◆ Article
━━━━━━━━━━━━━━━━━━━━

Our Government sold out to the Chinese along time ago for their greed, if you feel bad about buying things you need for your family welfare due to your commitment to made in the USA, its not your fault your government let them sell it here cheaper..Do what you need to do to put your family first..Your government isn't..Just my opinion.


----------



## kevincali (Nov 15, 2012)

I get a lot of my stuff second hand. I actually get my American made stuff second hand. 

My famous story was when I was looking for a pipe wrench. The Chinese one was $10 and the American made one was $25. I passed on both. 

Then a friends Grampa died and I got a lot of stuff from the estate for helping move stuff, including an American made pipe wrench. Didn't cost me a dime except my time to help. 

If anyone is following my other posts, I just got a sink to replace my old yellow one. It says U.S.A. on it. I bought a drip system, USA on it.

━━━━━━━━━━━━━━━━━━━━

◆ Directions
A) Summarize the forum thread about buying American-made goods in two sentences.
B) Write the next part of the forum thread about buying American-made goods, picking up after its final sentence.

◆ Entries drawn from a collection
━━━━━━━━━━━━━━━━━━━━

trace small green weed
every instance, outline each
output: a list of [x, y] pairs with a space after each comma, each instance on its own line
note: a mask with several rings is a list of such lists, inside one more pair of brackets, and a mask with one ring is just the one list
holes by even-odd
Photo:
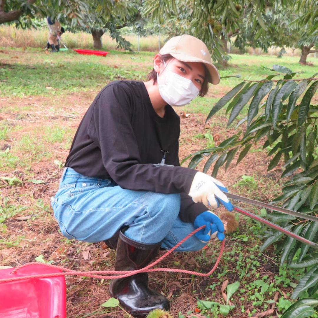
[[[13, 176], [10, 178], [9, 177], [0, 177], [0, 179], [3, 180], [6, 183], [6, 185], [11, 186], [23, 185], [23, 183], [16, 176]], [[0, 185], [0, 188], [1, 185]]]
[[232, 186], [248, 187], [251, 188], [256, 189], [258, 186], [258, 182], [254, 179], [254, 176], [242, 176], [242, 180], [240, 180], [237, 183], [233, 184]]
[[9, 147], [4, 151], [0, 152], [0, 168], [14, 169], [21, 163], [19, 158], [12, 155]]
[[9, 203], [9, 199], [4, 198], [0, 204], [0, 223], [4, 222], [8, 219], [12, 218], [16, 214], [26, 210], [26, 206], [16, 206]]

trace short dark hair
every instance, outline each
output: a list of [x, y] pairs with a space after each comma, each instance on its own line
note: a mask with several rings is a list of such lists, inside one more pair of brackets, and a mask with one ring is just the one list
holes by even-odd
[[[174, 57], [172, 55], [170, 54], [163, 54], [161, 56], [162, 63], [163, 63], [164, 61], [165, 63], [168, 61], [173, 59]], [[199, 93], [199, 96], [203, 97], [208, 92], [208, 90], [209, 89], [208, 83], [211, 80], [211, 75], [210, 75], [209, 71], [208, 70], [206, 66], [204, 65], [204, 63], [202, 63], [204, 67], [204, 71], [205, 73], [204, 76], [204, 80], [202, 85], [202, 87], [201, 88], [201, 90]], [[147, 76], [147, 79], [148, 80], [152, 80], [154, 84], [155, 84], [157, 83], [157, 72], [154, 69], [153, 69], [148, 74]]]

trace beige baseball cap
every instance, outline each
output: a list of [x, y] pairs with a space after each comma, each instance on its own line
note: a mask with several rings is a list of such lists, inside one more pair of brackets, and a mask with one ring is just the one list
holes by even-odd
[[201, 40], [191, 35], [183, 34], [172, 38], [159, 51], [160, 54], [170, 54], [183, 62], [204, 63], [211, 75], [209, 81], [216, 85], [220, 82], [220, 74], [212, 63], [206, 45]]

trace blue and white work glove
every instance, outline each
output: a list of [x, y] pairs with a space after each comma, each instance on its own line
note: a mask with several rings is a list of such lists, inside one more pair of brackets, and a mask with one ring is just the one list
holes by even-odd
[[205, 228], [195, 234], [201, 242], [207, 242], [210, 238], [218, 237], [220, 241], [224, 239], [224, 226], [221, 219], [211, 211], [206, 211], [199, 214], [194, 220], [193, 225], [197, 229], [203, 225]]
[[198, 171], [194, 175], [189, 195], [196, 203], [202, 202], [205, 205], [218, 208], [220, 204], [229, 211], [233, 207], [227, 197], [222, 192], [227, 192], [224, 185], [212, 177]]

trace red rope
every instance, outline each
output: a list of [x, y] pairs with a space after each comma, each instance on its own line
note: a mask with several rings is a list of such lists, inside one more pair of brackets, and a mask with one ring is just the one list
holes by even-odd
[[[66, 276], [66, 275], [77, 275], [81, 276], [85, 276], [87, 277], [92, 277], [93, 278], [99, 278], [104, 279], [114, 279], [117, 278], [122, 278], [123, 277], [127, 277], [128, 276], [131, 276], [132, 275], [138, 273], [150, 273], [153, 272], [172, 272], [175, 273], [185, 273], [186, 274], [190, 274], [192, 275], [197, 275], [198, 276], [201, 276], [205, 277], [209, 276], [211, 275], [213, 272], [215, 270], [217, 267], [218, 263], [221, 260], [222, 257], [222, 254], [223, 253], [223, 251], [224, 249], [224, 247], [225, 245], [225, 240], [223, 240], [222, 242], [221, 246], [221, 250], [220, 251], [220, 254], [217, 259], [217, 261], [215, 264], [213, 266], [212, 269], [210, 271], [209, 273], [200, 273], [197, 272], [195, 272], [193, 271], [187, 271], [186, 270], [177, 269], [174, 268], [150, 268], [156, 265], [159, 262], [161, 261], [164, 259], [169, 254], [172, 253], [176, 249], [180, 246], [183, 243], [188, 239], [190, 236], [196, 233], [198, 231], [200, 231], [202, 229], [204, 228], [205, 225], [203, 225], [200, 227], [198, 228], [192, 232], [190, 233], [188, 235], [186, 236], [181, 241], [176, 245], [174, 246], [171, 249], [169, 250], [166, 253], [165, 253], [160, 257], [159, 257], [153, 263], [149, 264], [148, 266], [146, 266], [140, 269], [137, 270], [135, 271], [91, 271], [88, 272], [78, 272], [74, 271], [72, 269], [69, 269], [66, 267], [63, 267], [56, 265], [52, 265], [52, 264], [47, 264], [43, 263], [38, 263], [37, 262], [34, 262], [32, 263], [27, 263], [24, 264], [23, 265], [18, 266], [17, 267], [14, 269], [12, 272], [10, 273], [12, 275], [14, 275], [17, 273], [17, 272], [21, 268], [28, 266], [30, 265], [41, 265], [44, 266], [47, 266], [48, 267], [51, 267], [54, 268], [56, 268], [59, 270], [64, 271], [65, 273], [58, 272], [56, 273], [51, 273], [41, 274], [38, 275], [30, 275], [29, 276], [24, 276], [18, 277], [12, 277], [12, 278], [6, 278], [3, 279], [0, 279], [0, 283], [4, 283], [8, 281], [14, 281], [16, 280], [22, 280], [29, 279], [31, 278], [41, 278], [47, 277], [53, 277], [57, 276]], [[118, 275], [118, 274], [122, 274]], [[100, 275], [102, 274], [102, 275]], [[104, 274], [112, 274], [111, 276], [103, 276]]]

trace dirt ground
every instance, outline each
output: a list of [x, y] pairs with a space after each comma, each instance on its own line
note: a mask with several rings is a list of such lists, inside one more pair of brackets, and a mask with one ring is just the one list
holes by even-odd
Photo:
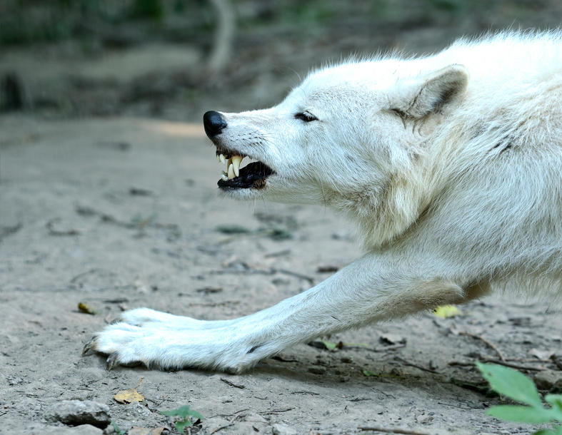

━━━━━━━━━━━━━━━━━━━━

◆ Outputs by task
A) One poster argues that the government sold out to the Chinese and let cheaper goods be sold here, so people should put their families first when buying what they need. Another poster, kevincali, gets much of his American-made stuff second hand, describing how he passed on a $10 Chinese and a $25 American pipe wrench but later got an American-made one free from a friend's grandfather's estate for helping move things, and noting that his new sink and drip system are both marked USA.

B)
There are certain things that can not be avoided. Electronics, clothes, appliances (most. Not all) and disposables. For those, I do buy the cheapest possible. They're not getting more money from me than necessary. 

As far as food, I'm growing my own. When I shop, I avoid china, thailand, or any other out of country foods. I also avoid food that isn't marked either way. It's hard. Very very hard. But doable. Local markets, farmers markets and such. 

I figure if my ancestors didn't rely on china, than I don't need to either. 

I don't need the most current phone. Mine is an iPhone 4. And is a few years old. I ran the phone over with a car, replaced the screen, and kept going. 

I don't have a fashion sense. I don't need name brand clothes. My wardrobe consists of old company shirts, jeans that are second hand, probably third hand. Clothes from friends that lost weight and don't fit. 

My shoes are DC brand, and were second hand brand new. I wear them until there are holes in the soles. I can usually get 2 years until holes start. 


I guess what I'm saying is that if I have to buy other country stuff, I get it second hand if possible. I try to get American stuff new, but sometimes the cost is prohibitive and I get it second hand. Food is the only thing I get first hand. I even found out that craftsman tools that used to be American is now Chinese. Bummer. I used to buy only craftsman. I'll keep looking for Chinese free tools.


----------



## Fuzzee (Nov 20, 2012)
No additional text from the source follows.